(Region pointing data)
"""

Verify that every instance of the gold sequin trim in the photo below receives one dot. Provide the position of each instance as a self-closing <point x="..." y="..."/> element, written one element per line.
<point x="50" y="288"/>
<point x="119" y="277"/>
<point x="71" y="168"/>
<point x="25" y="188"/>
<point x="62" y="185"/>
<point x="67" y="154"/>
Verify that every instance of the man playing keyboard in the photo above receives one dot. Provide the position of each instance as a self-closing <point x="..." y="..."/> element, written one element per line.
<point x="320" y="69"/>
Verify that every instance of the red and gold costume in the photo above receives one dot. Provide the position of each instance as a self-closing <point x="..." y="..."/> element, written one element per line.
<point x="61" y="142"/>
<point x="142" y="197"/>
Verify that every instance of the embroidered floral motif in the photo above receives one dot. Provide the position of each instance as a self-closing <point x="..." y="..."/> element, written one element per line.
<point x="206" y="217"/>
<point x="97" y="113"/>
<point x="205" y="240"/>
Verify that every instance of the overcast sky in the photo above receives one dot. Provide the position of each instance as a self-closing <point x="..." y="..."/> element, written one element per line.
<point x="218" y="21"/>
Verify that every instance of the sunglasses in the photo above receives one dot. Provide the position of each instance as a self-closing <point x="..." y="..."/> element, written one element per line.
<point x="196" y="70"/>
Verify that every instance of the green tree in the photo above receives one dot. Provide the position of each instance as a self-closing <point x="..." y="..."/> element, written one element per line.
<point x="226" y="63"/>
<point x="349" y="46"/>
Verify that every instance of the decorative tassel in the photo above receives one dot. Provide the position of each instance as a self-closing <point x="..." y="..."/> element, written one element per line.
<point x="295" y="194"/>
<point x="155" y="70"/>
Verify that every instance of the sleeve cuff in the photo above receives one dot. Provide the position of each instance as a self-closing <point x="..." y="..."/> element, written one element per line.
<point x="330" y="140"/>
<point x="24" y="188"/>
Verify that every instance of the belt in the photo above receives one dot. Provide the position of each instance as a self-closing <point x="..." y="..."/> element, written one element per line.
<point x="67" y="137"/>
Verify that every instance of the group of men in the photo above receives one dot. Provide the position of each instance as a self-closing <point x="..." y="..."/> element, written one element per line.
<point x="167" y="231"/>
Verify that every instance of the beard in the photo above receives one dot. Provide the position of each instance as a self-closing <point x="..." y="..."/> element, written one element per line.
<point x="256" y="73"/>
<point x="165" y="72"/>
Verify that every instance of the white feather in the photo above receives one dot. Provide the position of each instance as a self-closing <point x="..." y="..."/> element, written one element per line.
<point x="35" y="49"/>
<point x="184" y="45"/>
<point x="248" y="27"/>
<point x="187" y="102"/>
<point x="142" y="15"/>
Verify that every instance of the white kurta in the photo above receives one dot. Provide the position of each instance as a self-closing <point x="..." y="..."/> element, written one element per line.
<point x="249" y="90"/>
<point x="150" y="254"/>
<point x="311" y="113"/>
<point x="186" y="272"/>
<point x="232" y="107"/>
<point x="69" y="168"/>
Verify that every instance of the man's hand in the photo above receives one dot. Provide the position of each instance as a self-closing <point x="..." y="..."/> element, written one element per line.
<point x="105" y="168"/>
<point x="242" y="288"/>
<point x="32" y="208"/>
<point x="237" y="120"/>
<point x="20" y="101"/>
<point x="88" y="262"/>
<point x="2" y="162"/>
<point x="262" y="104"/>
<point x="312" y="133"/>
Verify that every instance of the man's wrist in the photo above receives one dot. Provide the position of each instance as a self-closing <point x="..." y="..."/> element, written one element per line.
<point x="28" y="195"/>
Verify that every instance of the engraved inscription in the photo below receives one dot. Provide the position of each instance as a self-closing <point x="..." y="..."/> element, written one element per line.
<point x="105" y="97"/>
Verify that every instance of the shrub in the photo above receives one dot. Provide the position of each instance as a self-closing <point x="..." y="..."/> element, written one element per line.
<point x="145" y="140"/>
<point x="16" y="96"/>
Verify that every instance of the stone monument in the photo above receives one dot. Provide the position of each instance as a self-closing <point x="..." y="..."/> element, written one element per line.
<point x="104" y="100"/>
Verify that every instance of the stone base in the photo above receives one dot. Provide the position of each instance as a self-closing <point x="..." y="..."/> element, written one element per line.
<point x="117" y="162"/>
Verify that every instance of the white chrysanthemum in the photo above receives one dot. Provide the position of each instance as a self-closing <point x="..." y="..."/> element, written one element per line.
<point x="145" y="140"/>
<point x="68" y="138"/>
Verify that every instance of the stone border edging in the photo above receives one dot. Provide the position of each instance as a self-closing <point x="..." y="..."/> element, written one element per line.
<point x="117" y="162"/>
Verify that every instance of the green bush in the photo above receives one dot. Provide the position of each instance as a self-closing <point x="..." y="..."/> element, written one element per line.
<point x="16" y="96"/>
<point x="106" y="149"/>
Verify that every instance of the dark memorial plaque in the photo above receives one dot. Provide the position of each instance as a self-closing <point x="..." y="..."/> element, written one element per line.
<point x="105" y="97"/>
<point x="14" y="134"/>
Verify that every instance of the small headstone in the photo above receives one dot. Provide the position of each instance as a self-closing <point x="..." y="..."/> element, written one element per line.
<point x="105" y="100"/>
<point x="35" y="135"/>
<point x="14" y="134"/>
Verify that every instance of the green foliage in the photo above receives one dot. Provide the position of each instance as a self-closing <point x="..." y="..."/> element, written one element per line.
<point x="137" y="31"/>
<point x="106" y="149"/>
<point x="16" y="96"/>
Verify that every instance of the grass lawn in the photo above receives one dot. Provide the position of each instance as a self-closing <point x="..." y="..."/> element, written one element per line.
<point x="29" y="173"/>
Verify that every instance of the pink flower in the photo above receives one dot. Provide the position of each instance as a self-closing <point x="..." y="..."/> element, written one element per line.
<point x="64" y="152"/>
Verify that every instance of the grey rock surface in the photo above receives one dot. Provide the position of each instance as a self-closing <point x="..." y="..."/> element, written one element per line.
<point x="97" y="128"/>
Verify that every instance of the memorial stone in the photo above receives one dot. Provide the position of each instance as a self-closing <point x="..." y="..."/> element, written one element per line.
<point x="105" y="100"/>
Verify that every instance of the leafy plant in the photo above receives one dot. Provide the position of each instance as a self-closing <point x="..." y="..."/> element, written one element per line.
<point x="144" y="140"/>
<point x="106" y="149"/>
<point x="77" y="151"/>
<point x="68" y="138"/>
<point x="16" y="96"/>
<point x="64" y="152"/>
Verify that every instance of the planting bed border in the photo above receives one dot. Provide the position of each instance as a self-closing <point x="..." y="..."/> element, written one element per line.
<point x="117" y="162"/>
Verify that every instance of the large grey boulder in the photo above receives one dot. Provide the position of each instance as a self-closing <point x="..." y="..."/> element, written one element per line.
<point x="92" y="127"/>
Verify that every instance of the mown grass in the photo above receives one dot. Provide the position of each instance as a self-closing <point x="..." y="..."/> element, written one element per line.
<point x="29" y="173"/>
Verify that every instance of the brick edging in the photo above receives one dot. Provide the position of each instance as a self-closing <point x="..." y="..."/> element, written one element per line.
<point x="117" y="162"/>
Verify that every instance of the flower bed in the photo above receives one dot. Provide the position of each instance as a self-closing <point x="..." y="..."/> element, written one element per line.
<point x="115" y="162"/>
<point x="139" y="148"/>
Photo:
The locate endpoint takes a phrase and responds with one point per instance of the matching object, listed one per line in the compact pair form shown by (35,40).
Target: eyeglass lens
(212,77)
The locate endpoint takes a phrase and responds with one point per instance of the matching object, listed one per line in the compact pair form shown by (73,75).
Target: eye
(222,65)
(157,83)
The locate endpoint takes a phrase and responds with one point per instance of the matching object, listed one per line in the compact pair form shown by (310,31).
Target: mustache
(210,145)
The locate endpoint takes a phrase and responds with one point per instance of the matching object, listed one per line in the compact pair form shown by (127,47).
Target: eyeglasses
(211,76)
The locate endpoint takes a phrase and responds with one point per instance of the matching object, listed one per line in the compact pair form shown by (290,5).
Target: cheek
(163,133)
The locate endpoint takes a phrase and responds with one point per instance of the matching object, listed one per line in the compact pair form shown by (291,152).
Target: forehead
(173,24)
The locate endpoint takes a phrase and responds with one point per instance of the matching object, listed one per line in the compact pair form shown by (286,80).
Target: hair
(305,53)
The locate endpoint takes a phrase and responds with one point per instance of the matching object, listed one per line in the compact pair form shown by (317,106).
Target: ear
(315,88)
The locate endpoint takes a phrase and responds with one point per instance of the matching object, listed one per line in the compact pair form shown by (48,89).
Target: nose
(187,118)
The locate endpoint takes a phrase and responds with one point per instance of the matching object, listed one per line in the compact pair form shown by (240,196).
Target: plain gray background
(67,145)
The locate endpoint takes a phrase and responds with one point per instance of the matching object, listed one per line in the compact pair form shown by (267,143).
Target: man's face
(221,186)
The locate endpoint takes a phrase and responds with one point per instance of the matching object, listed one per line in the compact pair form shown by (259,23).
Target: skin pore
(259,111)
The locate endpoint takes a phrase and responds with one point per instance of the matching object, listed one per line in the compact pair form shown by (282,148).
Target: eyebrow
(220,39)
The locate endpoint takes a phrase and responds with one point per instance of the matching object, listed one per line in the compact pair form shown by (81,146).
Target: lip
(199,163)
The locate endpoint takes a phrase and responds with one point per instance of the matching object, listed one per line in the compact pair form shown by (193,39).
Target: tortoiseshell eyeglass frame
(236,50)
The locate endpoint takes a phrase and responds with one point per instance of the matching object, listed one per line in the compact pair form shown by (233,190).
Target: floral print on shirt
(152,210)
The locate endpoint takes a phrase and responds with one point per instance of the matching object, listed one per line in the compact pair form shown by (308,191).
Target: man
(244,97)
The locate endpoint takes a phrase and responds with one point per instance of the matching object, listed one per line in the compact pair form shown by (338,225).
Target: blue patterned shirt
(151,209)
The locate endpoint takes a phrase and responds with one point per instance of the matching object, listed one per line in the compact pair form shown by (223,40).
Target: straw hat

"""

# PROMPT
Transcribe exactly the lines from the one containing "shown by (223,40)." through the end of the records, both included, and nothing else.

# TASK ANSWER
The locate endpoint takes a phrase and responds with one point per instance of the matching object, listed one per line in the compact pair form shown by (223,40).
Target: straw hat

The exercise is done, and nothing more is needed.